Supplied passage —
☆ ☆ ☆ ☆ ☆
Mistakes happen as we all know but look at it this way, if the can stall long enough so the new lic package gets passed enery one will have to pay the higher fee for your permit.:lol:


----------



## DTrain (Mar 16, 2005)

I just tried to check to see if I had my 1 preference point from this year and got:

Bear Preference Points are currently unavailable, please try back 6/29/2007.


----------



## Chrissy (Apr 17, 2007)

Scout 2 said:


> Mistakes happen as we all know but look at it this way, if the can stall long enough so the new lic package gets passed enery one will have to pay the higher fee for your permit.:lol:


you are so right...when is the new fees supposed to take place???


----------



## wagoneer (Nov 22, 2004)

.480 said:


> This is why I say the dnr DOESN'T need any new license fee increases.
> They sound just like polititions playing the blame game.
> If dnr co's can come and seize legally purchased tags, then boy oh boy watch out. Maybe the deer, or small game tags in my wallet aren't valid either.
> The dnr has mud in their face and want the sportsmen to wipe it off for them.
> Persons who don't perform at their required jobs shouldn't keep getting MORE money. Maybe they should be out of jobs.


Or maybe it actually was a mess up at a contracted computor house and it's because they went with the lowest bidder (cheapest source). Or maybe it is a DNR person(s) that messed up and it is becuase they only pay enough to attract the worst administrative personel. 

I say that we should not spend our time bashing the DNR when we don't know the details and instead push for fair treatment of the hunters that thought they drew.

Whatever the source of the error, I hope there is a solution for the folks that thought they drew, esp. those that already bought tags.


----------



## JWICKLUND (Feb 13, 2005)

malainse said:


> So, what you are saying is a CO can seize a tag even if no violation of the law or an Admin rule ???? In the examples people were in violation.
☆ ☆ ☆ ☆ ☆
Instruction 1 — Count the lines of the records that contain the word "boat", and give only that number.
☆ ☆ ☆ ☆ ☆
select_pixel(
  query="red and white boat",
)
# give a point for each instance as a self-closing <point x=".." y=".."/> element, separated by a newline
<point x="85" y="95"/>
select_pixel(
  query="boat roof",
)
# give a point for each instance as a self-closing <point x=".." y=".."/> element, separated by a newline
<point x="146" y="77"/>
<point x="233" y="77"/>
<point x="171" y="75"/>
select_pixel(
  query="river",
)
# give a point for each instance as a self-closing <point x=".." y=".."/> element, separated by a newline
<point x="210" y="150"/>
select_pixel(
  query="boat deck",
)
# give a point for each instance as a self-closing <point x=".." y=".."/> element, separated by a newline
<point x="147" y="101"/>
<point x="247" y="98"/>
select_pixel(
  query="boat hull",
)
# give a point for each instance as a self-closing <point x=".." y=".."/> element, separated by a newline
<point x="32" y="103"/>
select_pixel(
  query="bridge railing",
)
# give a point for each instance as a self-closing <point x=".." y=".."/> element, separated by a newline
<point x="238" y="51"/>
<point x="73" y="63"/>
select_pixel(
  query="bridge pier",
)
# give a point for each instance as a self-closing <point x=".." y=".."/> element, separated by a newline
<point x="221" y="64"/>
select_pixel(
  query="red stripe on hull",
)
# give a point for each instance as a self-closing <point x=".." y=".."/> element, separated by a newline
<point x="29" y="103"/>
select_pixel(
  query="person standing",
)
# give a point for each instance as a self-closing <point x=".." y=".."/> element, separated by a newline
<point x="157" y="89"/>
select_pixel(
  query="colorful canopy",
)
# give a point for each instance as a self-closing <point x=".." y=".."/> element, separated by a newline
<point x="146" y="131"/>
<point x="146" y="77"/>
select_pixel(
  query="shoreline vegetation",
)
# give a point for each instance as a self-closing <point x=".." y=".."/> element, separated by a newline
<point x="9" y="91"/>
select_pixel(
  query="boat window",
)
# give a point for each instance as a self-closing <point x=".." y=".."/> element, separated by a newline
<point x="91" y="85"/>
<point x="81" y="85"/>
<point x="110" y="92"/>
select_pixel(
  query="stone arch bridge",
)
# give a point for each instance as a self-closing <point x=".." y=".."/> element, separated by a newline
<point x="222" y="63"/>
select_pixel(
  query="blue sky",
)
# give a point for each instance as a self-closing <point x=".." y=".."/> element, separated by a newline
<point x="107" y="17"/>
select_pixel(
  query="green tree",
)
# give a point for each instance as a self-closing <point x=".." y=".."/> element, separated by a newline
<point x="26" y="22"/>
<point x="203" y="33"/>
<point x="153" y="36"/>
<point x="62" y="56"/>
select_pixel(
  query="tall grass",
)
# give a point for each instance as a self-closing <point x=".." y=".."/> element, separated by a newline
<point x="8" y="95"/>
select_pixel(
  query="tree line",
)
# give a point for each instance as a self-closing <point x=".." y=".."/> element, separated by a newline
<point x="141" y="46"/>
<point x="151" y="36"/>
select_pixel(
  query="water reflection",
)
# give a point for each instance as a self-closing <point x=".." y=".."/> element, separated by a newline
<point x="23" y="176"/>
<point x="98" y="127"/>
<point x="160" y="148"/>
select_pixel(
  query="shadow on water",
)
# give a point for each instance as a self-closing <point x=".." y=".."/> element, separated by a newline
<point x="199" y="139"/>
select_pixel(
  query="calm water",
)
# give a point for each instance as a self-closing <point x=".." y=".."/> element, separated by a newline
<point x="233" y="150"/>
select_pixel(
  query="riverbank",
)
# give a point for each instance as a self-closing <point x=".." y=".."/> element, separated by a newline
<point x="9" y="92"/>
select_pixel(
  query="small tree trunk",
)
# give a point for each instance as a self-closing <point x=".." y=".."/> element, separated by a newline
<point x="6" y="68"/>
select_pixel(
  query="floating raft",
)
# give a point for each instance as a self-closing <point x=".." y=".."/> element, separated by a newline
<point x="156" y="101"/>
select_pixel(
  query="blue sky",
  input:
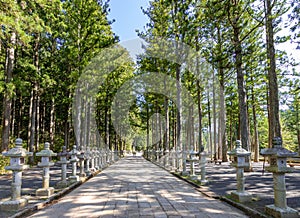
☆ ☆ ☆ ☆ ☆
Instruction 2 — Copy the forum thread from the words "Or maybe it actually" through "thought they drew.", and in that stretch switch "hunters" to "sportsmen".

Correct response 1 — 5

Correct response 2 —
Or maybe it actually was a mess up at a contracted computor house and it's because they went with the lowest bidder (cheapest source). Or maybe it is a DNR person(s) that messed up and it is becuase they only pay enough to attract the worst administrative personel. 

I say that we should not spend our time bashing the DNR when we don't know the details and instead push for fair treatment of the sportsmen that thought they drew.